◆ **INSTRUCTIONS FOR THE TASK**:
Word for word, retype every line of the data.

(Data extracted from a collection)
--

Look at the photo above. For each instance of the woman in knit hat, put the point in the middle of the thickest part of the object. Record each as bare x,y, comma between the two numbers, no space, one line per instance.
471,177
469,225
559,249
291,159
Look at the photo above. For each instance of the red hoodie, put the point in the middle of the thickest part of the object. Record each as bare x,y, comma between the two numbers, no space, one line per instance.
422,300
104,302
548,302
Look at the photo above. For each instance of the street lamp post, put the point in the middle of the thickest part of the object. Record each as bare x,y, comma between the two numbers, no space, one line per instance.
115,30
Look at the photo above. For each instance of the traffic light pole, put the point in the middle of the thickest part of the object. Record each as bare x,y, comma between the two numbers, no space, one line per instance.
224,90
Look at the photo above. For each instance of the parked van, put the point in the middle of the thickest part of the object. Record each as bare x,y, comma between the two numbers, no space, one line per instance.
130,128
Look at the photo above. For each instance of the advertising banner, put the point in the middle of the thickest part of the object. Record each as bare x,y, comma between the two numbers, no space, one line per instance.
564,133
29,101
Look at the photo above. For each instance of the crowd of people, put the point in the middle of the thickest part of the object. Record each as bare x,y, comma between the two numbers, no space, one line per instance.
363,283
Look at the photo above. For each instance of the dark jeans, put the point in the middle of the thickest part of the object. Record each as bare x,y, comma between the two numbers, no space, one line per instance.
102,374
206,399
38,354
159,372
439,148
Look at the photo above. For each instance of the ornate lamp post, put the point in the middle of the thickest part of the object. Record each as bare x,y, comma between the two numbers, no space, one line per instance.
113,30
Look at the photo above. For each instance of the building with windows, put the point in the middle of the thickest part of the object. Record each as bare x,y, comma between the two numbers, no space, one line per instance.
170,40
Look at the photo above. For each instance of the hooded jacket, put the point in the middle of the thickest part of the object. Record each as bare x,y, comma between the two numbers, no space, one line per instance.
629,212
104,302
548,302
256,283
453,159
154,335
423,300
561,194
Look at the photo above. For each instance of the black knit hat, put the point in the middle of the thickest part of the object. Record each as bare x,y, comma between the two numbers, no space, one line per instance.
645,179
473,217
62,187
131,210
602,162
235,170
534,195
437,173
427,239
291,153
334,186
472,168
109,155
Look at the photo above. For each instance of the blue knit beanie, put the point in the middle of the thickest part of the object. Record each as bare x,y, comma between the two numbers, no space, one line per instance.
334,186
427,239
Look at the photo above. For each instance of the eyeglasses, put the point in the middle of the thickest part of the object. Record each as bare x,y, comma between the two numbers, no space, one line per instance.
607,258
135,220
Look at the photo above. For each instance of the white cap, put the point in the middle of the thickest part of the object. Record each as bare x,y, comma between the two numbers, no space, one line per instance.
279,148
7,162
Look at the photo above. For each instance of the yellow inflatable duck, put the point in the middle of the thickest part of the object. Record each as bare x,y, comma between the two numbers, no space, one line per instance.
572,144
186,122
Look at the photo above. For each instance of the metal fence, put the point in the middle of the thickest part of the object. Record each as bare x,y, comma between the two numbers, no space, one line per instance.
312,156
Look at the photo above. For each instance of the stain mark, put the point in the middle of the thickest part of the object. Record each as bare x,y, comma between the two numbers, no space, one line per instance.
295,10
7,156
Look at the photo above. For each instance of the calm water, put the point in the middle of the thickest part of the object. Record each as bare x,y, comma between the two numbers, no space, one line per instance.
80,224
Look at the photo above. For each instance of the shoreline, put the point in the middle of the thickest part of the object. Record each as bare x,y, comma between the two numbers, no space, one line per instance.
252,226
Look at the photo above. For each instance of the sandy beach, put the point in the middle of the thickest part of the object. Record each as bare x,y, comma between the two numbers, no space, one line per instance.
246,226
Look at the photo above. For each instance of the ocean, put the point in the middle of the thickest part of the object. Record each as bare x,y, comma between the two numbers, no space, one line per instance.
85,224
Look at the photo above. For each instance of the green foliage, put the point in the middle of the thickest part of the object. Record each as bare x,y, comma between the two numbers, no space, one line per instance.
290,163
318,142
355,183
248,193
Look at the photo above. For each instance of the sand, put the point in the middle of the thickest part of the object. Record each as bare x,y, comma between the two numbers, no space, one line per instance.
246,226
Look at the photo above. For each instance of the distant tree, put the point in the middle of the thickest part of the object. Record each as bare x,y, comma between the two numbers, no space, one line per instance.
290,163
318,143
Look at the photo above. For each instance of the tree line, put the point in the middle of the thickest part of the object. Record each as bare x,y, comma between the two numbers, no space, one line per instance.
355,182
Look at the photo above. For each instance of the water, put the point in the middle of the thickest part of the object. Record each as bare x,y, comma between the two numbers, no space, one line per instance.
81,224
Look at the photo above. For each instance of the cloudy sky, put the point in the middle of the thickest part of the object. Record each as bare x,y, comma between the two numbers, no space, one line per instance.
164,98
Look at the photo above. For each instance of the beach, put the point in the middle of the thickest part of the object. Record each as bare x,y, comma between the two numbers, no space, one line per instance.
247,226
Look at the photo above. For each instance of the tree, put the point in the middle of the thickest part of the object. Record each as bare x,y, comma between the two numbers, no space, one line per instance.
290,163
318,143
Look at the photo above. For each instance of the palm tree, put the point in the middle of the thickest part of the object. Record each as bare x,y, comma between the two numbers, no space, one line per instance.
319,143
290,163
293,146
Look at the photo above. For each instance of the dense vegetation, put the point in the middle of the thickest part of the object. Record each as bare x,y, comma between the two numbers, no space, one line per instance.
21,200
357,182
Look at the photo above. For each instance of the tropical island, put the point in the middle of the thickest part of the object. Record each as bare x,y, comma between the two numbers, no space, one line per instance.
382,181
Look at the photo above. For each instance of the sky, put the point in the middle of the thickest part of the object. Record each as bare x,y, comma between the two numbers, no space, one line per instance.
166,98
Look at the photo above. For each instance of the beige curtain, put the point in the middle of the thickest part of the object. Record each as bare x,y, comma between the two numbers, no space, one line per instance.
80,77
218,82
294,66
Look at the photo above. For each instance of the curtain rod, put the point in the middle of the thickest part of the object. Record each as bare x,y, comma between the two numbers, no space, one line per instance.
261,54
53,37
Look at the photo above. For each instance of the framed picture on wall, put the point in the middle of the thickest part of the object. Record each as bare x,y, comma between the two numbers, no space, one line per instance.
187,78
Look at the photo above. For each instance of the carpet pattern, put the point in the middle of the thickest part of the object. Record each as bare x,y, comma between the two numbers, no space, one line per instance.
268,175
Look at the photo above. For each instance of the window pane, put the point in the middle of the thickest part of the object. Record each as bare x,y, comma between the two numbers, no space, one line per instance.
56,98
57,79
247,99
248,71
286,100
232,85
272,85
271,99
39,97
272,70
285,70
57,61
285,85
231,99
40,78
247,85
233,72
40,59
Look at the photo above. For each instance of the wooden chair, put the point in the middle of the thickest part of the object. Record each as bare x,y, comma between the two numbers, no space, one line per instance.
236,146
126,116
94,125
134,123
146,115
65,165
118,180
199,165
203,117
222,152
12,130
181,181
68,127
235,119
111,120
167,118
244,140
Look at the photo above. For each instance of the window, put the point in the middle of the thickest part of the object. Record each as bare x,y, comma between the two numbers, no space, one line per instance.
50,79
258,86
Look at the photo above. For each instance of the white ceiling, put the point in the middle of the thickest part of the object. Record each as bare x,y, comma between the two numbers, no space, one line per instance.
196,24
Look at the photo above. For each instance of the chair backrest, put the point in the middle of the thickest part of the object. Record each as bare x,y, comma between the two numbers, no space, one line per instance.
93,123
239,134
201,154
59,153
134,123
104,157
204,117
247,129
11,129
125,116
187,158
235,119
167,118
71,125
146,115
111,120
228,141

--

◆ **ANSWER TO THE EXERCISE**:
Look at the photo above. For each instance of the woman in knit hat, put the point in the middle of the thickest part of the object. Record each as bare x,y, comma between the two numbers, no space, one line per instance.
471,177
469,225
559,249
291,159
Look at the photo above. For each instance of the red hoodie, put the point in the middle of the thickest part of the object. Record each as bare x,y, comma between the two numbers, no space, one line per instance.
422,300
104,302
548,302
Look at the photo above. For each instance of the street lamp post, put the point in the middle of the thickest part of the object. Record each as bare x,y, comma between the two numbers, no space, one line per instance.
115,30
Look at the photo above. For each instance of the traffic light pole, put the point in the middle of the thickest part of the object. Record each as bare x,y, comma between the two numbers, no space, one line per instance.
224,90
Look at the photo above. For each instance of the parked van, put the point in the middle of the thickest part of the object. Record each as bare x,y, comma between the two numbers, no space, one line per instance.
130,128
Look at the photo above. For each instance of the advertising banner, put the point in the middle of the thickest part of the object. Record each as bare x,y, comma between the two numbers, no space, one line per instance.
564,133
29,101
Look at the photo above. For each instance of the crowd of people, put the point in the middle of the thickest part of the object. Record each as bare x,y, comma between the two numbers, no space, one line per instance.
363,283
Look at the photo above. For each instance of the dark jeans, put the point in the middle of the thickest part of the object. Record each as bare x,y, comma between the two numbers, no space, one line per instance.
102,374
206,399
38,354
159,372
439,148
Look at the photo above. For each instance of the ornate lamp post, put the point in the middle of the thickest part of the object. Record each as bare x,y, comma between the two numbers, no space, one line per instance.
113,30
Look at the photo above. For each instance of the building with windows, put the point in the middle of the thickest part of the object. Record each as bare x,y, comma between the two numbers, no space, one line per instance.
170,40
Look at the photo above. For each instance of the hooded jacket, put the point in the middle of the thickest part of the object. Record each as bare x,y, comma between the two numbers, no space, one line per instance.
629,212
104,302
548,302
256,283
453,159
154,335
423,300
561,194
Look at the photo above. For each instance of the black knit hat, put the point in the middle of the thickest part of the object. Record each as bare x,y, comma between the two numbers, no space, one line per instance.
645,179
473,217
62,187
131,210
602,162
235,170
534,195
437,173
427,239
291,153
334,186
472,168
109,155
Look at the photo above. For each instance of the blue knit beanie, put the point in the middle of the thickest part of the object. Record each as bare x,y, comma between the two numbers, no space, one line per instance.
334,186
427,239
Look at the photo above. For each instance of the eyeglasses, put the point in the middle of the thickest part of the object. Record each as bare x,y, comma between the two numbers, no space, one line per instance.
607,258
135,220
Look at the photo above. For each instance of the white cap, put the point in the middle of the thickest part of the object. Record each as bare x,y, comma between the two numbers, no space, one line per instance.
279,148
7,162
Look at the photo above. For each instance of the yellow inflatable duck, put the point in the middle of the thickest part of the object. Record each as bare x,y, comma between the two numbers, no space, one line per instance.
572,144
186,122
Look at the photo above. For each instance of the metal fence, put the point in the middle of the thickest part of the object. Record each as bare x,y, comma between the two numbers, no space, one line per instance.
312,156
Look at the photo above. For each instance of the stain mark, put the point in the middle of the thickest part of the object. Record each as bare x,y, comma between the two numbers, no space, one line per instance.
295,10
7,156
Look at the photo above. For each instance of the calm water, put the point in the middle of the thickest part of the object. Record each as bare x,y, comma between the two numbers, no space, one line per instance.
80,224
Look at the photo above. For each instance of the shoreline, put the point in the middle of the thickest part of the object. Record each as bare x,y, comma between the two numbers, no space, one line per instance.
252,226
Look at the photo above. For each instance of the sandy beach, put the point in the middle of the thickest part of the object. Record each as bare x,y, comma between the two numbers, no space, one line per instance.
246,226
Look at the photo above. For each instance of the ocean, put the point in the middle of the thickest part of the object. Record each as bare x,y, comma between the two numbers, no space, one line per instance.
85,224
Look at the photo above. For each instance of the green foliage, put the point in the middle of the thickest part of the object. Record each as bare x,y, comma between the two numbers, no space, one line per instance.
290,163
318,142
355,183
248,193
Look at the photo above. For each instance of the sand, put the point in the middle of the thickest part of the object. Record each as bare x,y, comma between the two numbers, no space, one line per instance.
246,226
Look at the photo above. For each instance of the distant tree, put the point in the middle of the thickest part of the object. Record each as bare x,y, comma between the two numbers, no space, one line per instance.
290,163
318,143
Look at the photo above. For each instance of the tree line, put the point in the middle of the thickest part of the object. Record each as bare x,y, comma between the two numbers, no space, one line per instance.
355,182
Look at the photo above. For each instance of the water, put the point in the middle of the thickest part of the object. Record each as bare x,y, comma between the two numbers, no space, one line per instance.
81,224
Look at the photo above. For each instance of the cloudy sky, put the point in the middle of the thickest part of the object. Record each as bare x,y, comma between the two numbers, no space, one line per instance.
164,98
Look at the photo above. For each instance of the beach, put the point in the middle of the thickest part of the object. Record each as bare x,y, comma between the two numbers, no space, one line per instance.
247,226
Look at the photo above. For each instance of the tree, put the point in the middle of the thickest part of the object. Record each as bare x,y, comma between the two numbers, no space, one line per instance.
290,163
318,143
Look at the photo above. For each instance of the palm tree, put the point in the middle of the thickest part of the object. Record each as bare x,y, comma between the two numbers, no space, one line per instance.
319,143
290,163
293,146
Look at the photo above. For each instance of the dense vegetation, put the point in the middle of the thickest part of the object. Record each as bare x,y, comma between the two numbers, no space, one line per instance.
21,200
357,182
Look at the photo above. For each instance of the tropical island, put the point in the middle of the thickest part of the object. Record each as bare x,y, comma between the two numbers, no space, one line per instance.
382,181
Look at the photo above. For each instance of the sky, put the point in the middle of the thickest part of the object. Record each as bare x,y, comma between the two numbers, no space, one line per instance.
166,98
Look at the photo above. For each instance of the beige curtain, put the point in the middle of the thickest part of the object. Record each as bare x,y, comma between the two numbers, no space, one line per instance.
80,77
218,82
294,66
Look at the photo above. For each instance of the curtain rod, put the point in the middle of the thickest part of the object. Record each as bare x,y, comma between the two numbers, no space, one line per instance.
261,54
53,37
Look at the photo above. For each instance of the framed picture on wall, put the point in the middle of the thickest part of the object. Record each as bare x,y, comma between the two numbers, no space, one line per instance.
187,78
Look at the photo above. For each instance of the carpet pattern, put the point in the middle of the thickest part of the object. Record each as bare x,y, comma between the two numbers, no space, one line per instance.
268,175
Look at the photo above. For each instance of the window pane, put the point in the middle of the thickest part of the object. Record each as bare x,y, comma between the two numbers, no space, one line per instance.
56,98
57,79
247,99
248,71
286,100
232,85
272,85
271,99
39,97
272,70
285,70
57,61
285,85
231,99
40,78
247,85
233,72
40,59
Look at the photo above. For each instance of the wooden chair, put the point in the middle of the thickest part of the object. Record each as bare x,y, comma between the two numbers, no space, one line per instance.
236,146
126,116
94,125
134,123
146,115
65,165
118,180
199,165
203,117
222,152
12,130
181,181
68,127
235,119
111,120
167,118
244,140
Look at the photo above. For each instance of the window, put the point in the middle of the thickest part of the object. Record each as bare x,y, comma between the two numbers, no space, one line per instance.
50,79
258,86
Look at the photo above. For each instance of the white ceiling, put the point in the middle of the thickest part of the object. Record each as bare x,y, comma between the two numbers, no space, one line per instance.
196,24
Look at the photo above. For each instance of the chair backrest, put the point in the middle of the thickest part of the object. Record each as bare x,y, comma between the two numbers, no space, one line per instance.
93,123
239,134
201,154
59,153
134,123
104,157
204,117
247,129
11,129
125,116
187,158
235,119
167,118
71,125
146,115
111,120
228,141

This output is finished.